--- Exercise details ---
Copy out, word for word, the lines between the one holding "Would you kindly point at the glass" and the one holding "Would you kindly point at the dark blazer", inclusive.

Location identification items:

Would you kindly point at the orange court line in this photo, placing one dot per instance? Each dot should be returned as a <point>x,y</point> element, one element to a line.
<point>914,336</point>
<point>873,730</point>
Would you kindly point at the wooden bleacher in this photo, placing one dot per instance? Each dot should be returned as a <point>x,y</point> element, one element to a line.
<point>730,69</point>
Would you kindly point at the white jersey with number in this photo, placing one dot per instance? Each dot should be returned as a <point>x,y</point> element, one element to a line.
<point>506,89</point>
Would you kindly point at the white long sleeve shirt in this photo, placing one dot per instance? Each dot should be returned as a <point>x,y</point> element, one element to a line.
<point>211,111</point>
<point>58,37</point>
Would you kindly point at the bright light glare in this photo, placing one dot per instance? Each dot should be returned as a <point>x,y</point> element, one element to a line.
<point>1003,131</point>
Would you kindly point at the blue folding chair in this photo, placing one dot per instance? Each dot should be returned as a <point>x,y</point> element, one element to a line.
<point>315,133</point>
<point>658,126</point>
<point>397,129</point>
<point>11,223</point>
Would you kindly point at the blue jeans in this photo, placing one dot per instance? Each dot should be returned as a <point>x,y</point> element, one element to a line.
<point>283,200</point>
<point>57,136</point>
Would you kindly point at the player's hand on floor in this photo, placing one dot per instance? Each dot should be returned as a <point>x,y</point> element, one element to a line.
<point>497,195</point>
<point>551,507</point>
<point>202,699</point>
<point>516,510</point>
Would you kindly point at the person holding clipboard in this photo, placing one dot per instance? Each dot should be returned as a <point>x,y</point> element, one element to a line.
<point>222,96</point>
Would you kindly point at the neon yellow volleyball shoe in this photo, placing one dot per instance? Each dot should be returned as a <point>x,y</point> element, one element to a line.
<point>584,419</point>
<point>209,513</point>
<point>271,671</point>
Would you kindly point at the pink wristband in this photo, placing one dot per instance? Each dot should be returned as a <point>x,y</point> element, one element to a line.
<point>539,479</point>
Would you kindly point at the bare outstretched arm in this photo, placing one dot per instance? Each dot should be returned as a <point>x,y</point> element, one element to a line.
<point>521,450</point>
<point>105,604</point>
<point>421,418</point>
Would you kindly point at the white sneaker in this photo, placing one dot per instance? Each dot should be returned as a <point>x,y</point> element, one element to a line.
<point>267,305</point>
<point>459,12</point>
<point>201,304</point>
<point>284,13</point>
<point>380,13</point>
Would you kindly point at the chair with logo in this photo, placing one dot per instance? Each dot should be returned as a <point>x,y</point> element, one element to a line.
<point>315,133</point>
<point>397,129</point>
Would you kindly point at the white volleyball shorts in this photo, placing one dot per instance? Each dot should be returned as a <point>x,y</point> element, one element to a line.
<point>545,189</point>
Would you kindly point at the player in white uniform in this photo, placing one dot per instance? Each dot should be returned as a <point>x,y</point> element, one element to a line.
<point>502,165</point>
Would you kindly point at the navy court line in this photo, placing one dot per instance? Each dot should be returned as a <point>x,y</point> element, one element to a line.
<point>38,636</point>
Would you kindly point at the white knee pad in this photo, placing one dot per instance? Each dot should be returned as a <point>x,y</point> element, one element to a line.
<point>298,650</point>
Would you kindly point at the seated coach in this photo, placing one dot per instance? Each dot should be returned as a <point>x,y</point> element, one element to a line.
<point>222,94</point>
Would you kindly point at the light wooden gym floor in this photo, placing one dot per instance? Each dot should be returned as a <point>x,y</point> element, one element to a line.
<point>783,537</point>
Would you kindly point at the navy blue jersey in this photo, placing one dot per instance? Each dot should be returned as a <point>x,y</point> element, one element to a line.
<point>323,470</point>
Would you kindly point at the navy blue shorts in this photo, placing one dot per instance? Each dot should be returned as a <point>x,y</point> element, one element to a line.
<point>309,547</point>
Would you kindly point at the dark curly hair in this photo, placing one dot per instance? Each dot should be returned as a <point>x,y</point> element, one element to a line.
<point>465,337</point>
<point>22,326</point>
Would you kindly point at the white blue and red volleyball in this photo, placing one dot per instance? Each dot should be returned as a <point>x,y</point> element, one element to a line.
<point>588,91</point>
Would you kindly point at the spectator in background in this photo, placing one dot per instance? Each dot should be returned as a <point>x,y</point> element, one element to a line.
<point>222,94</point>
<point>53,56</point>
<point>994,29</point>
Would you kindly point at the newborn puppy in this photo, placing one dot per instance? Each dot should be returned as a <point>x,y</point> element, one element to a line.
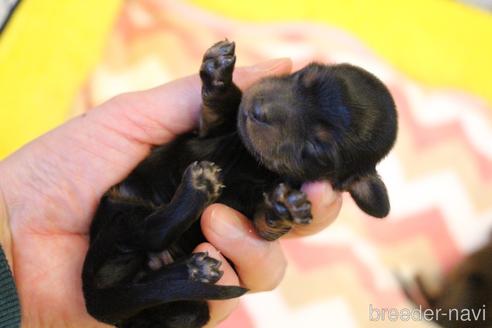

---

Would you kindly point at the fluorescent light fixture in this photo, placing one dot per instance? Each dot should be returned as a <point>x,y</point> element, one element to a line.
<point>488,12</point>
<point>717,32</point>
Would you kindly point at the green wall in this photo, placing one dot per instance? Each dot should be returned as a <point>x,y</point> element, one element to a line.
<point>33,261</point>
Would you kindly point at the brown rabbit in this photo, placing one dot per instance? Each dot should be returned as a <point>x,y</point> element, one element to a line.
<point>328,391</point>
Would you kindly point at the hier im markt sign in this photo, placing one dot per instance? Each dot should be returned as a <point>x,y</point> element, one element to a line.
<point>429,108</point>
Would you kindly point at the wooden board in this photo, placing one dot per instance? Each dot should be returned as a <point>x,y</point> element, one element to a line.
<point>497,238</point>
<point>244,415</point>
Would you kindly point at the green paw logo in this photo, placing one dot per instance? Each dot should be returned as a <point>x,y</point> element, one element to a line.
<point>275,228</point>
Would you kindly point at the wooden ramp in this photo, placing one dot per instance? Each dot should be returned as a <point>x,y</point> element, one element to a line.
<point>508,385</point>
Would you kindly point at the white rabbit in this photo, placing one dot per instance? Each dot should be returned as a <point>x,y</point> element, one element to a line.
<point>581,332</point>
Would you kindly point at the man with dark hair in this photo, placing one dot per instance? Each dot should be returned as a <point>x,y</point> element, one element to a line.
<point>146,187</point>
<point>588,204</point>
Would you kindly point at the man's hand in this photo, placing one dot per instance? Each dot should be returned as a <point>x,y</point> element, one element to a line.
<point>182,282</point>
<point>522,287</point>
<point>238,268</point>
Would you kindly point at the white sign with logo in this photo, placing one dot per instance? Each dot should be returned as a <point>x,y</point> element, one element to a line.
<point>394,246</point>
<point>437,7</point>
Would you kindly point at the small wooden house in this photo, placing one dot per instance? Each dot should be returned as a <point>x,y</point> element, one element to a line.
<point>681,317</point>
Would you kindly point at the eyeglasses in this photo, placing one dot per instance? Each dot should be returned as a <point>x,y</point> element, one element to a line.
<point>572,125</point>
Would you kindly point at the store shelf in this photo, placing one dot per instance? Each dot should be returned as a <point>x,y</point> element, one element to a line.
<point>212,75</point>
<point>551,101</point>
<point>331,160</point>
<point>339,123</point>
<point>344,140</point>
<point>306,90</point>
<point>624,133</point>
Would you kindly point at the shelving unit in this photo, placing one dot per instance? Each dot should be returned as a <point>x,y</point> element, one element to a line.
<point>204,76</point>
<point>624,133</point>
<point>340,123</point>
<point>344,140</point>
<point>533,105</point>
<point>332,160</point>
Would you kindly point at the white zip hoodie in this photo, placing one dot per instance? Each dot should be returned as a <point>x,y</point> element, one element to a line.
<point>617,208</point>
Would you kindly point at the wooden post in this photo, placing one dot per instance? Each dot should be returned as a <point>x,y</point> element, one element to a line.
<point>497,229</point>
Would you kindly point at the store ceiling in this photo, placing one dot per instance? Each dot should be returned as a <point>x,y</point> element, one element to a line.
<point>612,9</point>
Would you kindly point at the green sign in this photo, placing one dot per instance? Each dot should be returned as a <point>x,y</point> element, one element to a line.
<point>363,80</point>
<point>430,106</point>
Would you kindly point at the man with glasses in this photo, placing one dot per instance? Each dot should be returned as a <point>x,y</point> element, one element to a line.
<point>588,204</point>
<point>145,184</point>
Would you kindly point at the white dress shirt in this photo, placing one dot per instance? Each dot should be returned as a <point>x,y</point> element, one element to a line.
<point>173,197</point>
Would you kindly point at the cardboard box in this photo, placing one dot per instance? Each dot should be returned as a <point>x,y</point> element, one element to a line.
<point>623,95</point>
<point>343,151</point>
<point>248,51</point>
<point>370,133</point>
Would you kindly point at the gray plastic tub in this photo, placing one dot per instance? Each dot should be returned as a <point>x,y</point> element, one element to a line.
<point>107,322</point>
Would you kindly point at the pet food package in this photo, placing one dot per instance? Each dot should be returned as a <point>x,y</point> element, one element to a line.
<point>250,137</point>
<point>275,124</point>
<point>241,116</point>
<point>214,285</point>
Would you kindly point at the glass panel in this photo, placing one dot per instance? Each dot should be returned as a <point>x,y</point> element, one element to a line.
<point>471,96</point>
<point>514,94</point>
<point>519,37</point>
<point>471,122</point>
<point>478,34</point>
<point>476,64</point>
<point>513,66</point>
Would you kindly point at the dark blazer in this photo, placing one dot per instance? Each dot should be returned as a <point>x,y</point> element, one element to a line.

---

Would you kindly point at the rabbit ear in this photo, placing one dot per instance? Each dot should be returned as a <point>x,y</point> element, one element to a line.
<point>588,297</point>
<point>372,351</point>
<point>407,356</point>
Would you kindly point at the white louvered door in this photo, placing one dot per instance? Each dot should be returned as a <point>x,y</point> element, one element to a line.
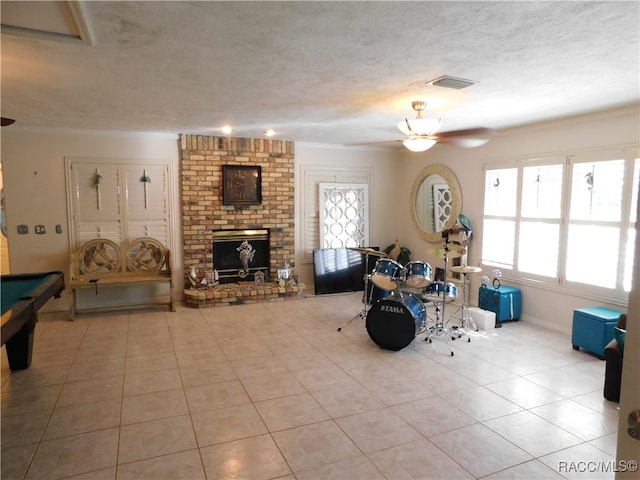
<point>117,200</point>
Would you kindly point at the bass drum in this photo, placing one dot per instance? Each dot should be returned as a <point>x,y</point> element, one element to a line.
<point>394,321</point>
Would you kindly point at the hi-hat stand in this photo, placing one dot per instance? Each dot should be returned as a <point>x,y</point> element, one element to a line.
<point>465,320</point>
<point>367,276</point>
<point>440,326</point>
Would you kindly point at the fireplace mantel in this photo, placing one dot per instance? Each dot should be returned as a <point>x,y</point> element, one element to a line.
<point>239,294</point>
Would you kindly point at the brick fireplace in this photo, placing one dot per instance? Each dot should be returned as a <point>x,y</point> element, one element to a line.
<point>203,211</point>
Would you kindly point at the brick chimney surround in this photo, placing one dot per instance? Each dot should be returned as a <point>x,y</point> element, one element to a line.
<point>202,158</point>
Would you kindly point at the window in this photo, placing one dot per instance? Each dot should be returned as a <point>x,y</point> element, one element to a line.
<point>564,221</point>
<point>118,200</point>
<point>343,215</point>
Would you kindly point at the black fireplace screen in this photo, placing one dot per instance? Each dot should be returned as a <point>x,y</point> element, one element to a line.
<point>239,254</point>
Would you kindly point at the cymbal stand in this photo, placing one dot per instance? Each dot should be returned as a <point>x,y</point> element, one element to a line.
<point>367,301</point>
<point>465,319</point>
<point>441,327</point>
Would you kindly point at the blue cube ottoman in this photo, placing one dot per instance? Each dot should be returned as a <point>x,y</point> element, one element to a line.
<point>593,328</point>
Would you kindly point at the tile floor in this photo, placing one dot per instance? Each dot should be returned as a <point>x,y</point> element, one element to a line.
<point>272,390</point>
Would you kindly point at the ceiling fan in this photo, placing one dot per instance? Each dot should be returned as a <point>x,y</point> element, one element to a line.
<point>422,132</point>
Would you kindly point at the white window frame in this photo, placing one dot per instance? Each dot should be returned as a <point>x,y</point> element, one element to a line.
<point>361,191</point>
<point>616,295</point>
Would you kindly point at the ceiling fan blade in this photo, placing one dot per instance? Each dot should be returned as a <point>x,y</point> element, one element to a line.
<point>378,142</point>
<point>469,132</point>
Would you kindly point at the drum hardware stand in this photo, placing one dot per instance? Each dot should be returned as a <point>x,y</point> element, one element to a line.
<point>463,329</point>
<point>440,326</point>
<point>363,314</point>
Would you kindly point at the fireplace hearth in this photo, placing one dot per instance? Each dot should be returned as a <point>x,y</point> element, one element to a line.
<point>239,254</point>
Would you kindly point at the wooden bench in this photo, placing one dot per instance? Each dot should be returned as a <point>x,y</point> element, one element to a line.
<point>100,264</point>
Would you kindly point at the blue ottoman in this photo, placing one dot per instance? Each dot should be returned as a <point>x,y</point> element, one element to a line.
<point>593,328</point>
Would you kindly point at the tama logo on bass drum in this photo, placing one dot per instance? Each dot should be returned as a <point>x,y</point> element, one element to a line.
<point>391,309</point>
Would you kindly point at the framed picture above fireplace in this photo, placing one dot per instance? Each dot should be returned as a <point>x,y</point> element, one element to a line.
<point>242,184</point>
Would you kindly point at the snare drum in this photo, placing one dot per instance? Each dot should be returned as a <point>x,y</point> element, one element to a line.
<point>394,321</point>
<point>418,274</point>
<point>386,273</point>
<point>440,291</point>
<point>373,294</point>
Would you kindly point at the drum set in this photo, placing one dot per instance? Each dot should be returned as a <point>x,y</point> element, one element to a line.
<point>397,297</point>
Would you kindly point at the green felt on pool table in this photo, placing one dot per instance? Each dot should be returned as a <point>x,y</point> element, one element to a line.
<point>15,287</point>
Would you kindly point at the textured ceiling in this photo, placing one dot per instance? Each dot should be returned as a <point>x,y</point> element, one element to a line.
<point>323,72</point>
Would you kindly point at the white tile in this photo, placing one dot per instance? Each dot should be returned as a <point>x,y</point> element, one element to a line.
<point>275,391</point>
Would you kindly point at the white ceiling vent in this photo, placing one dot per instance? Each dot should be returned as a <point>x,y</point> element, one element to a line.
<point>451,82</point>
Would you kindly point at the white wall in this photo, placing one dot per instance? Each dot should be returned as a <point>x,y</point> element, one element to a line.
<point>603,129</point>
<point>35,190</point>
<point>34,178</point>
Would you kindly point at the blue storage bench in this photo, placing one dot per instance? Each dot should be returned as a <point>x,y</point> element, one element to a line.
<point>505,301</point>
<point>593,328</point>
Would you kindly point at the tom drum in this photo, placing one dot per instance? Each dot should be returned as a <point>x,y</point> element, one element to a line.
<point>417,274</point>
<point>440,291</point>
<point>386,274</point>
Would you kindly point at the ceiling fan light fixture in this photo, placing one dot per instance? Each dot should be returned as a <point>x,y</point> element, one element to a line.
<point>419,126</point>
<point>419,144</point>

--- Task result ---
Would you kindly point at the glass panel in this photo, placing one dot per instance? Each dot should be returned as a <point>x,y</point> element, one element to a line.
<point>471,96</point>
<point>514,94</point>
<point>519,37</point>
<point>471,122</point>
<point>478,34</point>
<point>476,64</point>
<point>513,66</point>
Would you kindly point at the dark blazer in this photo, placing one dot per instance? Each dot should be returned as a <point>x,y</point> element, one element to a line.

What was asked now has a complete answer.